**Stored rows**.

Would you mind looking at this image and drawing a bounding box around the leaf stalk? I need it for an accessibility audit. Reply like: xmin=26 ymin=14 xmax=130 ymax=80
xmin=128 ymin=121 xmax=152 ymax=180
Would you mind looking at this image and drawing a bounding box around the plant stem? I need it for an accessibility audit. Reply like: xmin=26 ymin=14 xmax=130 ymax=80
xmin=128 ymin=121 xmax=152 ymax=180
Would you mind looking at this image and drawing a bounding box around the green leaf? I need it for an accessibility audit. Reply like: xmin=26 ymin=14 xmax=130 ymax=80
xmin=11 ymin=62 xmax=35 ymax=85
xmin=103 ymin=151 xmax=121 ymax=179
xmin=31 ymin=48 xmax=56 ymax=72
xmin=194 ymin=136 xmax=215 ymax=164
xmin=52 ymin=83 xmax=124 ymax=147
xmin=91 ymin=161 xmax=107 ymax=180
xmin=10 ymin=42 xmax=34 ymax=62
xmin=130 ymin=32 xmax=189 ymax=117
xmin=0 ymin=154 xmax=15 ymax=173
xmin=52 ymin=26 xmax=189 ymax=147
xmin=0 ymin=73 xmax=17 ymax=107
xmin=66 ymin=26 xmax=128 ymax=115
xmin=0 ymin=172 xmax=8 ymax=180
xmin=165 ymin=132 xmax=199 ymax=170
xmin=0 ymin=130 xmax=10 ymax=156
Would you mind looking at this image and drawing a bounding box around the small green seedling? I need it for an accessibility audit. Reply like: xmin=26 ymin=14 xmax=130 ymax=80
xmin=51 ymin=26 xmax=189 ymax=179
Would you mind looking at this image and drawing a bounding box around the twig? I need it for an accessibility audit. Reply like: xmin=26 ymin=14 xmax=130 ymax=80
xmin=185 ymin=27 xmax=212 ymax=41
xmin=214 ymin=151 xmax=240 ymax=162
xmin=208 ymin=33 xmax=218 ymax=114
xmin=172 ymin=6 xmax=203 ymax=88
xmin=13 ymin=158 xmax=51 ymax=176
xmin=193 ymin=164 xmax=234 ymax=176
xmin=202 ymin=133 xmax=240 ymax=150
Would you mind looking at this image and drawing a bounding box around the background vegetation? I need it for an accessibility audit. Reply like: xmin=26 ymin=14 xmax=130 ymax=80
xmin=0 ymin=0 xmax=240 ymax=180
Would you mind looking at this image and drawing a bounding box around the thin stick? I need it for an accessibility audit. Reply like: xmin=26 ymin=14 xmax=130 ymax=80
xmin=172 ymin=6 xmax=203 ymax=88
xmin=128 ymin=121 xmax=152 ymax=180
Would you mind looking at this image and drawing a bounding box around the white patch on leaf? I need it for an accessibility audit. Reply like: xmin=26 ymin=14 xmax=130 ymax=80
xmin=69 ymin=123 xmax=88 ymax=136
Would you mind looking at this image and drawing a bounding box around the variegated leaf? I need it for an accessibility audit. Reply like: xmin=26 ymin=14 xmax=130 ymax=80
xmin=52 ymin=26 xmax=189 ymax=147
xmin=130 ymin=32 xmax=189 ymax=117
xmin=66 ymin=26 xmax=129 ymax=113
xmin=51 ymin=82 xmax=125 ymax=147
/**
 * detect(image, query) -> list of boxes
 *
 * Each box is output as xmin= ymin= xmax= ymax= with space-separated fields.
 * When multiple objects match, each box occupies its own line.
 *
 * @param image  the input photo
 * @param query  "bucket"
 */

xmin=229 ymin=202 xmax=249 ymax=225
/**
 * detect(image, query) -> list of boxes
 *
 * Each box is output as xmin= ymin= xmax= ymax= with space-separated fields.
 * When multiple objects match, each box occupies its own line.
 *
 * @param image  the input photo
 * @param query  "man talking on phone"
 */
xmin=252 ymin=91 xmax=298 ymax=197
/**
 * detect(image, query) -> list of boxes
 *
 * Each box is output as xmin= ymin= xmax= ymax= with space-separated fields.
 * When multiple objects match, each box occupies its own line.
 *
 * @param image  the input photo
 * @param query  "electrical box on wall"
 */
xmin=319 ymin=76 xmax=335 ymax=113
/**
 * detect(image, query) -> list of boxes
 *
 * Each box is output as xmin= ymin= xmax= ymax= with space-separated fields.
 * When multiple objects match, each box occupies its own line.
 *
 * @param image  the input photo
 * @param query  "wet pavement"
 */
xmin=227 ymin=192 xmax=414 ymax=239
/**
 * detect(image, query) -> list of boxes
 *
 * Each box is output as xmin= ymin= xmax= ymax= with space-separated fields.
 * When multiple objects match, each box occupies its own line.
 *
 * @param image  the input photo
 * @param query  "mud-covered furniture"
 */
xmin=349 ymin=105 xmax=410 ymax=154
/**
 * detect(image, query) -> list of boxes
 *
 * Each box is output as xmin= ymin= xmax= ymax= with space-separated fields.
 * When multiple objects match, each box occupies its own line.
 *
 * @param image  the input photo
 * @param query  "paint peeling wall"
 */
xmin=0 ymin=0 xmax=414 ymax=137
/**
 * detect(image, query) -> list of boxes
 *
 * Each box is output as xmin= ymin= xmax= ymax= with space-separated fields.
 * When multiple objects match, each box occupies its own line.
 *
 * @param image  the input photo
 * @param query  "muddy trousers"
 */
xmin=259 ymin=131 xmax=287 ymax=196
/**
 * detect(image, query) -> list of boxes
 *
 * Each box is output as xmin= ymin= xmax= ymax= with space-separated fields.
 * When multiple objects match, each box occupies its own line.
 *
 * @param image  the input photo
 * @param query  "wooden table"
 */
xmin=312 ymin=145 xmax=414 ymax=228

**Task**. Rescale the lines above from the line with "around the green" up to and including the line with "xmin=0 ymin=0 xmax=240 ymax=180", and give only those lines again, requests included and unchanged. In the answers, multiply every coordinate by 2.55 and round it to a whole number, with halves rounding up.

**Solved exercise**.
Would you mind looking at this image and drawing a bounding box around the green leaf? I need it for an accessibility audit. Reply like: xmin=26 ymin=14 xmax=130 ymax=80
xmin=28 ymin=158 xmax=89 ymax=217
xmin=263 ymin=385 xmax=309 ymax=456
xmin=79 ymin=122 xmax=143 ymax=184
xmin=495 ymin=347 xmax=548 ymax=418
xmin=133 ymin=212 xmax=316 ymax=375
xmin=232 ymin=411 xmax=273 ymax=459
xmin=26 ymin=107 xmax=87 ymax=158
xmin=332 ymin=82 xmax=482 ymax=298
xmin=0 ymin=393 xmax=38 ymax=441
xmin=133 ymin=66 xmax=482 ymax=375
xmin=0 ymin=186 xmax=43 ymax=273
xmin=168 ymin=66 xmax=326 ymax=293
xmin=0 ymin=439 xmax=20 ymax=459
xmin=421 ymin=337 xmax=507 ymax=434
xmin=0 ymin=332 xmax=26 ymax=398
Would you mind looking at this image and drawing a bounding box around the small green seedling? I need it for an accessibility audit. Reply like: xmin=26 ymin=14 xmax=130 ymax=80
xmin=130 ymin=66 xmax=482 ymax=456
Would you mind looking at this image and drawing a bounding box around the twig? I need it for an accessibility audit. Reply like: xmin=26 ymin=14 xmax=130 ymax=80
xmin=472 ymin=69 xmax=541 ymax=105
xmin=546 ymin=385 xmax=612 ymax=413
xmin=530 ymin=84 xmax=556 ymax=291
xmin=439 ymin=15 xmax=518 ymax=224
xmin=33 ymin=403 xmax=130 ymax=449
xmin=492 ymin=418 xmax=597 ymax=449
xmin=515 ymin=339 xmax=612 ymax=383
Would you mind looking at this image and drawing a bounding box around the background vegetation? I need it for an accessibility audit. Reply like: xmin=26 ymin=14 xmax=130 ymax=80
xmin=0 ymin=0 xmax=612 ymax=459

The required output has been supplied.